_Consigna_
Según el texto sobre la quimera rural, ¿cuántos habitantes perdió Castilla y León en el primer semestre del pasado año?

_Texto del documento_
◇ ◇ ◇ ◇ ◇ ◇ ◇

LA QUIMERA RURAL
Noto el paso de los años en ir ganando canas y en el final de las certezas. Por eso los viejos no hacen revoluciones. Lo suyo es la rebeldía silenciosa, que se lucha mirando al cielo cada tarde y si anochece las estrellas. Así, perennes y callados, desafían al tiempo que es el único desafío que realmente merece la pena. Ellos no tienen que volver a los pueblos porque nunca se fueron. Sin embargo, el eterno retorno de los urbanitas, cíclico como un calendario, es una de esas realidades que creemos estar tocando con los dedos. Llevo media vida escuchando aquello de la vuelta a los pueblos y siempre es una cuenta pendiente, un propósito de año nuevo al que damos la espalda recién iniciada la cuesta de enero. Los pueblos se nos mueren por eso. La utopía rural, ese lugar donde siempre es verano o Nochebuena, es un señuelo. Un invento del sistema, que dirían los negacionistas, para que no caigamos en la desesperanza y sigamos soñando con ese día de vuelta al hogar de la infancia. Pero no volveremos. La mayoría no somos capaces de aguantar un puñado de días el silencio, el peso del cielo sobre las casas bajas, la oscuridad misteriosa tras las ventanas y, sobre todo, el tiempo. El tiempo sin medida, elástico y eléctrico, el tiempo fugaz y aparentemente eterno. El tiempo mudo desde el banco de la plaza o el murete del primer huerto. El tiempo que nos pasa como última y única certeza. Así, encallados en los siglos, quedaron en Tierra de Campos los palomares. Voleados por el páramo al antojo de la historia son la memoria de las comarcas. Guardianes rotos de un pasado de zureos y altos vuelos.
Con las hornillas desnudas, los muros caídos y los osarios de vigas de los tejados deshechos. Casi todos ya estériles, trampantojos de otras épocas, aguardan también esa quimera rural que les prometieron.
Castilla y León perdió en el primer semestre del pasado año otros diez mil habitantes. El desierto demográfico avanza sin remedio. Hemos asumido la despoblación como en pandemia los partes diarios de muertos. Estamos acostumbrados a lo insoportable. A la incertidumbre de ciudad, donde aun queda tiempo.

◇ ◇ ◇ ◇ ◇ ◇ ◇

_Ítems proporcionados_
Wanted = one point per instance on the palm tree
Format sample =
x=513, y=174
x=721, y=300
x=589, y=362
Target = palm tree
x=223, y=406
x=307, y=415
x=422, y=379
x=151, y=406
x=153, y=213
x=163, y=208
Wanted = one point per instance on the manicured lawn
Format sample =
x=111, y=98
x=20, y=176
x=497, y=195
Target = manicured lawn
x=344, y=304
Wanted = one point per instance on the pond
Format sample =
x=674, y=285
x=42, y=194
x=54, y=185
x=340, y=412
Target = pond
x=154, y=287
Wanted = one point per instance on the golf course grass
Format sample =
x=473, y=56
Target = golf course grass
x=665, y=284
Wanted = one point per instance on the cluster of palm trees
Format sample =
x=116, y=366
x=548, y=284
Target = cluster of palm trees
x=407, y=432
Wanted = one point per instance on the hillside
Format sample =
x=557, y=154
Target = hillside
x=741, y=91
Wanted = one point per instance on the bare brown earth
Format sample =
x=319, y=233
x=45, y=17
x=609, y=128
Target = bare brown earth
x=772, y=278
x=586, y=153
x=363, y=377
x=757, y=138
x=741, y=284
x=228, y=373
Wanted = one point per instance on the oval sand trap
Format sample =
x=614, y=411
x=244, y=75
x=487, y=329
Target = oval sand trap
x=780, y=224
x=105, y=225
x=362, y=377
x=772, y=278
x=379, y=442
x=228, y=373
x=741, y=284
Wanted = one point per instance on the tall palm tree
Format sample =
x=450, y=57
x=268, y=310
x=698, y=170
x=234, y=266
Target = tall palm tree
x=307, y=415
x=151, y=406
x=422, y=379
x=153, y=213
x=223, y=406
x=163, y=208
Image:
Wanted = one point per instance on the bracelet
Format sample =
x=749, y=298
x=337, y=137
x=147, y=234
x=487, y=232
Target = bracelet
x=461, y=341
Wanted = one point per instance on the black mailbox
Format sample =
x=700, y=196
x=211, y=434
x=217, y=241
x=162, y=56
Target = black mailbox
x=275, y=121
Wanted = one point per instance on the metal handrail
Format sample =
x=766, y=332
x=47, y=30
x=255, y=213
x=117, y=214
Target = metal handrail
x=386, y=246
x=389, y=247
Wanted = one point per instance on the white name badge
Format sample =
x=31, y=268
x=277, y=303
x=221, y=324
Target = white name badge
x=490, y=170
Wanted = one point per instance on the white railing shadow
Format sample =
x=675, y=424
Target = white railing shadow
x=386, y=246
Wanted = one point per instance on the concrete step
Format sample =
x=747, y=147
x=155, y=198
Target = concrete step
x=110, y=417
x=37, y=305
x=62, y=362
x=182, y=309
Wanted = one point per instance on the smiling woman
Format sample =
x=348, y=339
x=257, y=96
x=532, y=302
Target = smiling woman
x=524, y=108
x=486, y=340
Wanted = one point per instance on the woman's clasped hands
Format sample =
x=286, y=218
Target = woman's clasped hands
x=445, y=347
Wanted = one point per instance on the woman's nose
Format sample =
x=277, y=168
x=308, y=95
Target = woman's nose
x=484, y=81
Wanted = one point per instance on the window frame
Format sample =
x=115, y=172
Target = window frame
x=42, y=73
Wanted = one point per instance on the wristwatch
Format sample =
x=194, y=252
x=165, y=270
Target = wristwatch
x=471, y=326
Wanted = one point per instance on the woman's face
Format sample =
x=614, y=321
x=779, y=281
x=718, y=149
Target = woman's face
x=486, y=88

◇ ◇ ◇ ◇ ◇ ◇ ◇

_Respuesta_
Diez mil habitantes.